DIRECTIONS:
**1)** Answer these questions from the Infrahub post.
(a) What question ends every new customer conversation?
(b) Where is network inventory scattered?
(c) What do engineers spend more time doing than using automation?
**2)** From the Infrahub post, extract the part that opens with the words containing "Every new customer" and closes with "real, compounding pressure.".

TEXT SECTION:
──────

Every new customer conversation follows a familiar arc. It starts with the day-to-day reality of running infrastructure at scale, and ends with a very reasonable question: Can you actually do this in production?
This post walks through that arc, from the operational pain that brings teams to Infrahub, to the architectural and production-readiness questions that follow.
The operational reality
The teams we talk to aren’t browsing for new tools out of curiosity. They’re dealing with real, compounding pressure.
Network inventory is scattered across spreadsheets, legacy CMDBs, Slack threads, and tribal knowledge. Nobody fully trusts the data. Automation exists, but it’s brittle. Scripts break when the underlying data drifts, and engineers spend more time fixing automation than using it. Every change carries production risk, and the review processes meant to catch problems are informal, inconsistent, or missing.

──────

Location identification items

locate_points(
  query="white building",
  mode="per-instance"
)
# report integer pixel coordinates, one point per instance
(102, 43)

──────

OUTPUTS IN ORDER:
**1)**
(a) Can you actually do this in production?
(b) Across spreadsheets, legacy CMDBs, Slack threads, and tribal knowledge.
(c) Fixing automation.

**2)**
Every new customer conversation follows a familiar arc. It starts with the day-to-day reality of running infrastructure at scale, and ends with a very reasonable question: Can you actually do this in production?
This post walks through that arc, from the operational pain that brings teams to Infrahub, to the architectural and production-readiness questions that follow.
The operational reality
The teams we talk to aren’t browsing for new tools out of curiosity. They’re dealing with real, compounding pressure.